START STORED DATA

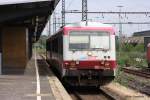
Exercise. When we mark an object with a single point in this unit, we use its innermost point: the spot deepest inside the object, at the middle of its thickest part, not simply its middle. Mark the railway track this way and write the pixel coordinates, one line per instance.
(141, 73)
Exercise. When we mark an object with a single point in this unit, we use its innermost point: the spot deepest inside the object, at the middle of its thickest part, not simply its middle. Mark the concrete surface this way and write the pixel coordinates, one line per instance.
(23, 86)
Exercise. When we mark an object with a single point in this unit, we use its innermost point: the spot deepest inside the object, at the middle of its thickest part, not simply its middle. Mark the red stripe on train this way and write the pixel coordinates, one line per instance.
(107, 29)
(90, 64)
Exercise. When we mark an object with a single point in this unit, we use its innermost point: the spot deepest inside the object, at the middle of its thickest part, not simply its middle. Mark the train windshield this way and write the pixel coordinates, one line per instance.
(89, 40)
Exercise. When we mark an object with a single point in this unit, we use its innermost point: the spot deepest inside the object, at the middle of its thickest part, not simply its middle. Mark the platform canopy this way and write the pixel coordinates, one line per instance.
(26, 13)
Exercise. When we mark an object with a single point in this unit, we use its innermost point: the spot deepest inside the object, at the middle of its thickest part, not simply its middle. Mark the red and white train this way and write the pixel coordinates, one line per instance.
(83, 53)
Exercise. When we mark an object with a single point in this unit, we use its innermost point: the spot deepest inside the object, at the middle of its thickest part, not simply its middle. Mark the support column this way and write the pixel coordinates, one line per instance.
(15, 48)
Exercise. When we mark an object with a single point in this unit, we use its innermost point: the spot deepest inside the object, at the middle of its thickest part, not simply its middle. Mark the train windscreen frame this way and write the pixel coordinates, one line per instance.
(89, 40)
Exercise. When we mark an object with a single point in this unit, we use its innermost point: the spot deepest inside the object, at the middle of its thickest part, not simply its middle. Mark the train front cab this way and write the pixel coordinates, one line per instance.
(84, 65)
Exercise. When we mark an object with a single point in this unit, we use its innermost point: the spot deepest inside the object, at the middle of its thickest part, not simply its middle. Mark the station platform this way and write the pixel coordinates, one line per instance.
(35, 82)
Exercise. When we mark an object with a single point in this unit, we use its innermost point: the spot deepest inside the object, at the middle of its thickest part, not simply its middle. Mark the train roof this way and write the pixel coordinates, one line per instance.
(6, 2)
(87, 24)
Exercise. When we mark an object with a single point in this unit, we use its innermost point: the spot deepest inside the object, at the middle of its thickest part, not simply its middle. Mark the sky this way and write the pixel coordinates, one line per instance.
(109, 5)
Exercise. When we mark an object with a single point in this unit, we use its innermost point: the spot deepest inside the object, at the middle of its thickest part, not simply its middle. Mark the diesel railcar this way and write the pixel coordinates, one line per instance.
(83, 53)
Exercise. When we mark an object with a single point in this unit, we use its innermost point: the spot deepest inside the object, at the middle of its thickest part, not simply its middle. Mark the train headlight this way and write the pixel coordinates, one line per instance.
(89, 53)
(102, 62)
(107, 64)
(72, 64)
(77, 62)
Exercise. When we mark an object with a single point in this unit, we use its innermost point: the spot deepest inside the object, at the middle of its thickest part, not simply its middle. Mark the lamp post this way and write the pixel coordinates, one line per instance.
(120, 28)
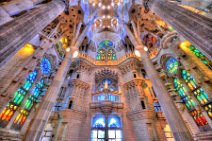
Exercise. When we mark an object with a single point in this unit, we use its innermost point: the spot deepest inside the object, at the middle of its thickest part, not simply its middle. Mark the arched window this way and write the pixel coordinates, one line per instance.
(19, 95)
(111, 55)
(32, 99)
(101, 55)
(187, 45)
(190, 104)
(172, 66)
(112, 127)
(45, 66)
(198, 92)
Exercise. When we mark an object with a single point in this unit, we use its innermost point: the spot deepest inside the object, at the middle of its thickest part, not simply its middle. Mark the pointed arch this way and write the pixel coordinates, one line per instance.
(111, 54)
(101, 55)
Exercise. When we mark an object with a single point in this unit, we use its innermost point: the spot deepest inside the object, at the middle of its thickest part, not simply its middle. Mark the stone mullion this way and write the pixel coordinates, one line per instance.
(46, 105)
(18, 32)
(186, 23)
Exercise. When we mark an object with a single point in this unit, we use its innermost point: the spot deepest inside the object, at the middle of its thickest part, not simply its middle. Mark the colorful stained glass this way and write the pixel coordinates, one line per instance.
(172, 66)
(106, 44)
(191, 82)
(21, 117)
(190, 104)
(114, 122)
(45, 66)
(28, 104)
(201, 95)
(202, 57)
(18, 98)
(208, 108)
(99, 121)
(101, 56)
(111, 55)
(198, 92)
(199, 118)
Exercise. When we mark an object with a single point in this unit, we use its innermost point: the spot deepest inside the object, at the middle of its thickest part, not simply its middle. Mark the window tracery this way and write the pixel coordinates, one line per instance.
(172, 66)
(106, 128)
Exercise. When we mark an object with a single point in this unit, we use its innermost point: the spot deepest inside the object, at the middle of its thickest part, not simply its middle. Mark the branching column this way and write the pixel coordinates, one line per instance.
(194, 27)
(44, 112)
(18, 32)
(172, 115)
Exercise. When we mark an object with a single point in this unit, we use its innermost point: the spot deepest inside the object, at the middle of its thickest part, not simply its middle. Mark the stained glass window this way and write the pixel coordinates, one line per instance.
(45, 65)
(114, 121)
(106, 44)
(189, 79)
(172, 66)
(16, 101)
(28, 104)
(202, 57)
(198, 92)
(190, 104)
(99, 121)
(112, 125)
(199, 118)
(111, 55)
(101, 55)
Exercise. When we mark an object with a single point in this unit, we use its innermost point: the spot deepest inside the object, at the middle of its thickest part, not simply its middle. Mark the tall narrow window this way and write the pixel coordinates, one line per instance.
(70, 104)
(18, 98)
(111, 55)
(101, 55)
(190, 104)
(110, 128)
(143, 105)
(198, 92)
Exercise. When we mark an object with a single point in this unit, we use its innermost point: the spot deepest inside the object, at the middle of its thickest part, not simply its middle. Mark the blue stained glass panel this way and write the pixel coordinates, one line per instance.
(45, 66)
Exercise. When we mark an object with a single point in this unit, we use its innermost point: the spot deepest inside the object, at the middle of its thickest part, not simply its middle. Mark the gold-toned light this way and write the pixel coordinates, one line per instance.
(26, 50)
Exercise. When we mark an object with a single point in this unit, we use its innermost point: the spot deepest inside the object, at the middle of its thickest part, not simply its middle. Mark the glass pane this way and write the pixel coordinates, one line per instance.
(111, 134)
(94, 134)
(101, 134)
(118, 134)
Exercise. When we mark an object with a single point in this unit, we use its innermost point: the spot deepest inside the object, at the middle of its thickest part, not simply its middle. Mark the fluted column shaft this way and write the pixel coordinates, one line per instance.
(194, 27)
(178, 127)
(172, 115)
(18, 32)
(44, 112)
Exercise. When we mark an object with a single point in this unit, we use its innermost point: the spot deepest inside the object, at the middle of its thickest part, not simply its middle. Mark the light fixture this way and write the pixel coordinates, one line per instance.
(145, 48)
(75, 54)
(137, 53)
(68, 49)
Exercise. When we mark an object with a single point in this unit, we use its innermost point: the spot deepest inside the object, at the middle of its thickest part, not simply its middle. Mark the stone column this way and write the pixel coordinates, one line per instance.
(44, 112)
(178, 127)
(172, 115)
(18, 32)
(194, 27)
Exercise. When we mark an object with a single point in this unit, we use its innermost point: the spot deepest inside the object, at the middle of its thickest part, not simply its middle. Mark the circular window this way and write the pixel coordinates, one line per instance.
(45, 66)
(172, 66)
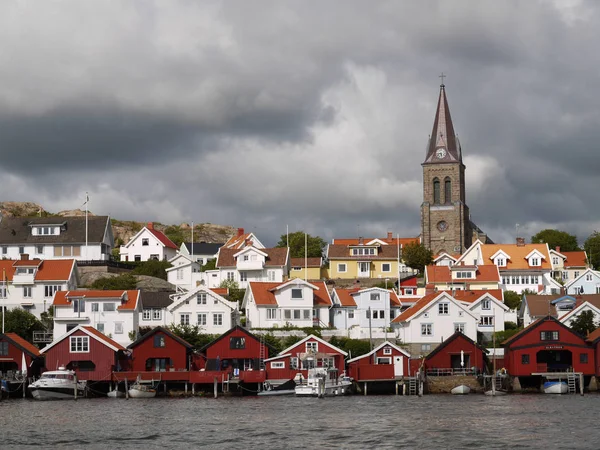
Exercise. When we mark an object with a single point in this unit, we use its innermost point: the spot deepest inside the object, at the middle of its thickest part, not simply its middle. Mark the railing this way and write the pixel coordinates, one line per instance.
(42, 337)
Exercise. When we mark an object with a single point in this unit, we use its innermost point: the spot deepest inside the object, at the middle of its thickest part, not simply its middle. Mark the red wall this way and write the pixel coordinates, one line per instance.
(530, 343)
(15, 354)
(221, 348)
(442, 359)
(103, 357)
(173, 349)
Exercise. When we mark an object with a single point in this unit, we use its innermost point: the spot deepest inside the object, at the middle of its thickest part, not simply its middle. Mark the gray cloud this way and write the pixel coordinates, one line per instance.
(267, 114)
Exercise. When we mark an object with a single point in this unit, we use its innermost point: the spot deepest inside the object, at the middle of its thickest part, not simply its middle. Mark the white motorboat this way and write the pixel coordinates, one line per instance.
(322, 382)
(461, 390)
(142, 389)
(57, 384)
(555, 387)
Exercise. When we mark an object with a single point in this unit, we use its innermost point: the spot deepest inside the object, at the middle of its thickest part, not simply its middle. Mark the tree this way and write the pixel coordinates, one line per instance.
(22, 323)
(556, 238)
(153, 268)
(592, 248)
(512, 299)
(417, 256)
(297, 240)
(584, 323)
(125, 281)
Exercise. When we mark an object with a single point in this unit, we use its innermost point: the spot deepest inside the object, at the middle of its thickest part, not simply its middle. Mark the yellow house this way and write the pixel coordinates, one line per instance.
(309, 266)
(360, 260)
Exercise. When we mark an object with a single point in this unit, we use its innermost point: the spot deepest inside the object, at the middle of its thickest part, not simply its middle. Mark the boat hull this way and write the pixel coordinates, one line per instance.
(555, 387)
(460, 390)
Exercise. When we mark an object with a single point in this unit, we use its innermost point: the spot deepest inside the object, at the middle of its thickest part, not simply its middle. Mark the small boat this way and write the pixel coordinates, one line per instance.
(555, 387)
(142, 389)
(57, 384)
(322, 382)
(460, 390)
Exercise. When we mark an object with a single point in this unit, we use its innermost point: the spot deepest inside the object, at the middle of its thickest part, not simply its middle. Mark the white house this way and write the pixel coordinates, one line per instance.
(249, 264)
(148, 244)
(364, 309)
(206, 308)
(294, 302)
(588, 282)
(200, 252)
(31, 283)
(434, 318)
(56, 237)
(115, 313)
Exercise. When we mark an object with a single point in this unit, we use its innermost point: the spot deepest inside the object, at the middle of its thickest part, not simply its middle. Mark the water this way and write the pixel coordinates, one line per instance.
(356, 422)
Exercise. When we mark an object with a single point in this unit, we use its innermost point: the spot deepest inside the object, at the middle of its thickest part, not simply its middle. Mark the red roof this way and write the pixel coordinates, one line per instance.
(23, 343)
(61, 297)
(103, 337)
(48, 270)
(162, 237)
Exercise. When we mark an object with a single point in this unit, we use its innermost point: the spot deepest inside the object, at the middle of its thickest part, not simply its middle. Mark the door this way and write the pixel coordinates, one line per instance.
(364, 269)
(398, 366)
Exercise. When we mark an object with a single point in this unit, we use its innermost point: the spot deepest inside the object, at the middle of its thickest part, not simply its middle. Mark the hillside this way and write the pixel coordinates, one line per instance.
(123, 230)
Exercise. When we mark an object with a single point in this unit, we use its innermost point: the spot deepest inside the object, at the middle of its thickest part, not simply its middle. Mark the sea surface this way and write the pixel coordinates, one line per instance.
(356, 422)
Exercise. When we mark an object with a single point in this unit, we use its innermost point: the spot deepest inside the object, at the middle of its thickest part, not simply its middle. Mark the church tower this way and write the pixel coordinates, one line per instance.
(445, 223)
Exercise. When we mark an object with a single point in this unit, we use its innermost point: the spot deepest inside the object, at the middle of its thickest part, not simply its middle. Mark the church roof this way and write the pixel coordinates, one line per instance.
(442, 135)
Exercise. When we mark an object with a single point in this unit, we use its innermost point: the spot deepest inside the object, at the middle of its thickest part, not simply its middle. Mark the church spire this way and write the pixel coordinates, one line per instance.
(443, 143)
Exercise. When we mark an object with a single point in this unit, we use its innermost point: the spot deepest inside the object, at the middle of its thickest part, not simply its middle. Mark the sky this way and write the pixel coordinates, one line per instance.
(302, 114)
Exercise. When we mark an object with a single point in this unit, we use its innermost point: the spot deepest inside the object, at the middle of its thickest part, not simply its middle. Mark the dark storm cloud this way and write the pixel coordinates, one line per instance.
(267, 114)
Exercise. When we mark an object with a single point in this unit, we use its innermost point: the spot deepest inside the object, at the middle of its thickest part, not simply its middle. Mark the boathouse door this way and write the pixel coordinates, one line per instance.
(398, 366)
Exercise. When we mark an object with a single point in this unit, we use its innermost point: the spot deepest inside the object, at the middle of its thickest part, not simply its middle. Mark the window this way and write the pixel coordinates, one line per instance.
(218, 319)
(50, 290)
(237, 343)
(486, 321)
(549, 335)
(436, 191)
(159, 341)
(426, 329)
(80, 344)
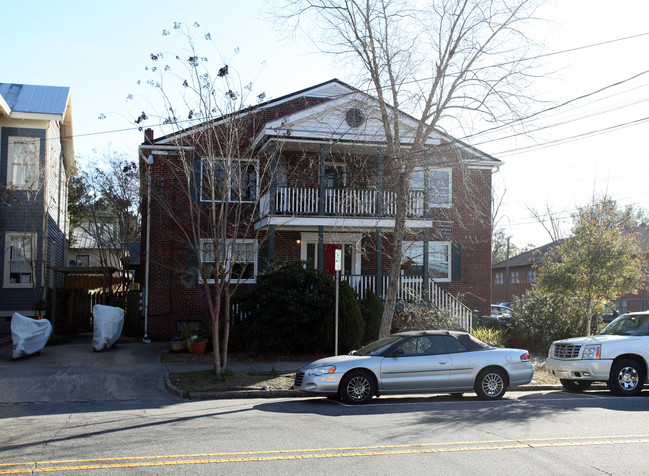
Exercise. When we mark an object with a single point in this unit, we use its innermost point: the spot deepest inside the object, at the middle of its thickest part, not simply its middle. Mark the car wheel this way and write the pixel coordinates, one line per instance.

END STORED DATA

Write out, with no pictures, only the lines from the line containing "the church spire" through the last line of the listing above, exactly and with both ends included.

Exercise. When we mark an object with a single point in this unit, we use its innermost point: the spot deepest inside the object, at the middle of its thickest part, not simply its middle. Mark the church spire this way and write the pixel coordinates, one line per instance.
(443, 143)
Exercise. When we mark an object with a single point in this unit, we use its innermost point: the spot deepest inside the object, at the middle of its thickest part, not simply its middle. Mark the sky this way and write the pixel coordinates, one line per instance.
(302, 114)
Exercise. When we mark an object with a single point in this unit, we use its innermost point: the spot deepest inside the object, at the middle of its thickest part, not simply its middle. Mark the dark storm cloud this way and write the pixel coordinates, one line per instance.
(267, 114)
Exercise. When we mark an object with a single point in this unit, we use its innermost point: the spot deepest inside the object, at the middle of its thickest part, not simply its middle. Mark the boathouse door this way and write the pixel coordinates, one line per instance.
(398, 366)
Exercise. When we mark an object with a single point in this unit, we use its innermost point: the spot deepest inside the object, at the middle of its thickest part, not simply its middle. Mark the window this way and write the pixel coordinates, one line per instance.
(218, 319)
(50, 290)
(237, 343)
(486, 321)
(549, 335)
(436, 191)
(159, 341)
(426, 329)
(80, 344)
Exercise. When we mark an object with a single point in this unit, we use its innermost point: the spot deepest inside the object, at the middle of its thickest part, not simply its middle. Mark the car wheel this way and write the pixel coordinates, one line per instance.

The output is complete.